### What to do
Repeat the records below exactly as they appear.

### Stored records
----
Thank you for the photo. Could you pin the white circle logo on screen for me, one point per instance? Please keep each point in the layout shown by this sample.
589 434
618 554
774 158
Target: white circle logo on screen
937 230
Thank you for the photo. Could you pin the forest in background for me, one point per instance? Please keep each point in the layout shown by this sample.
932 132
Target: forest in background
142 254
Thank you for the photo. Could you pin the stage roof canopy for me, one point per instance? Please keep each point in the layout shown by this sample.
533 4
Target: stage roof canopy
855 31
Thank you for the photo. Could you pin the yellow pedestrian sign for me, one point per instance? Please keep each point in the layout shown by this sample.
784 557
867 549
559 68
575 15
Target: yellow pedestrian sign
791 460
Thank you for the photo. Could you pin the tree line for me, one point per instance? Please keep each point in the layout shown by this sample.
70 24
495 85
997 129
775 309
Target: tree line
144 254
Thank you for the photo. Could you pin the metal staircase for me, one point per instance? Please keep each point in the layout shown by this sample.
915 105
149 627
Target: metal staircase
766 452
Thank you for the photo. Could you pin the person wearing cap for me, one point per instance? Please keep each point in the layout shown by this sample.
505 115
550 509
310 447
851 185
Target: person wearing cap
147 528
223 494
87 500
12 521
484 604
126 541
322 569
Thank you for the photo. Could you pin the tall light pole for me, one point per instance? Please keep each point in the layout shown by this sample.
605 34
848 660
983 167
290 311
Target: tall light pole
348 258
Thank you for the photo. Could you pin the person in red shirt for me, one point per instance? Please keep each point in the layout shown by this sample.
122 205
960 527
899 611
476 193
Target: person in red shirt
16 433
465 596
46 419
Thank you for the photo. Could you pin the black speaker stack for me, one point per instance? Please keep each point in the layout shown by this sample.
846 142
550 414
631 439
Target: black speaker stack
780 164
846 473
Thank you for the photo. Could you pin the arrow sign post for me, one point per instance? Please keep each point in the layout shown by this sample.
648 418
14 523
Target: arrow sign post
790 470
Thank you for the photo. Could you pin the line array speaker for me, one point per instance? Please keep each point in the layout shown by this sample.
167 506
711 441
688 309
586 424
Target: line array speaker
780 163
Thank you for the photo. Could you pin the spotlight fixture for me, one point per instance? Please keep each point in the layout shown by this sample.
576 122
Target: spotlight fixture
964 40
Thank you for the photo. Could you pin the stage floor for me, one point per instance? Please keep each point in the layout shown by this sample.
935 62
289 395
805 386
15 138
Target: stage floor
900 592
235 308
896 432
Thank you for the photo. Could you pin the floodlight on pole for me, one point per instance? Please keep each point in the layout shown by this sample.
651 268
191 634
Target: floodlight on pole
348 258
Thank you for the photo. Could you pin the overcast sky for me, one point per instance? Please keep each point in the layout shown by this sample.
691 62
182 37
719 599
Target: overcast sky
----
### Answer to this task
Thank you for the photo. Could you pin the white circle logo on screen for me, one point per instance? Please keep each point in the layout shown by this sample.
589 434
618 554
774 158
Target: white circle logo on screen
937 230
Thank you for the photo. Could you pin the forest in background for me, one point per instance? Please keep each point in the layout shown by this sample.
932 132
Target: forest in background
142 254
Thank you for the photo. Could you pin the stage roof canopy for me, one point per instance? Please keep each point in the layout shown by this sample.
533 4
Target: stage roof canopy
855 31
Thank you for the photo. Could you pin the yellow pedestrian sign for me, one point per instance? Please keep each point in the layout shown by this sample.
784 557
867 549
559 68
575 15
Target: yellow pedestrian sign
791 460
Thank you for the photo. Could you pin the tree line for me, one point per instance? Please keep each point in the layout shown by this sample.
70 24
495 85
997 129
775 309
Target: tree line
144 254
Thank you for the photo. Could you pin the metal staircase for me, one point per instance? Please keep each point in the layout shown by this sample.
915 105
149 627
Target: metal staircase
766 452
Thank you for the photo. Could you pin the person wearing cap for me, one point per instance? Please keep each point in the layout shown by this sample.
505 115
550 509
310 447
851 185
Target: person wearing cap
147 528
223 494
87 500
12 521
484 604
126 541
322 569
Thank you for the photo. Could you pin the tall light pole for me, one point per instance? Please keep each point in the layout shown by this sample.
605 34
848 660
983 167
290 311
Target: tall light pole
348 258
Thank you for the photo. Could you pin the person in red shirt for me, one point per instance? Please keep each point in the layout shown by this sample.
122 205
960 527
899 611
476 193
Target: person in red shirt
16 433
465 596
46 419
Thank you for the photo. Could you pin the black speaker stack for me, one point per instance? Please keep each point in the layout shown by this sample.
846 142
550 414
631 439
Target: black speaker stack
780 164
846 473
Thank you for the photo. Could you pin the arrow sign post for me, one point per instance? Please keep each point in the layout shown by this sample.
648 418
14 523
Target: arrow sign post
790 470
Thank you for the photo. Could you pin the line array speaker for me, one point per instance? Please keep each point in the layout shown by this sample.
167 506
711 441
688 309
586 424
Target: line array speaker
780 163
Thank you for the photo. Could you pin the spotlight fixture for me, one point per instance? Please keep each point in the layout shown by this sample.
576 122
Target: spotlight fixture
964 40
Thank you for the photo. Could you pin the stage floor for me, one point per instance? Please keep each point in the layout shown by this sample.
935 62
289 395
805 386
15 138
Target: stage floor
900 592
235 308
896 432
Thank you for the photo. Could you pin the floodlight on pole for me, one point per instance? Please keep each point in the layout shown by this sample.
651 268
191 634
Target: floodlight on pole
348 258
Thank you for the photo. Could you pin the overcast sky for me, one point per instance? Please keep each point in the layout shown by this sample.
691 62
182 37
719 599
Target: overcast sky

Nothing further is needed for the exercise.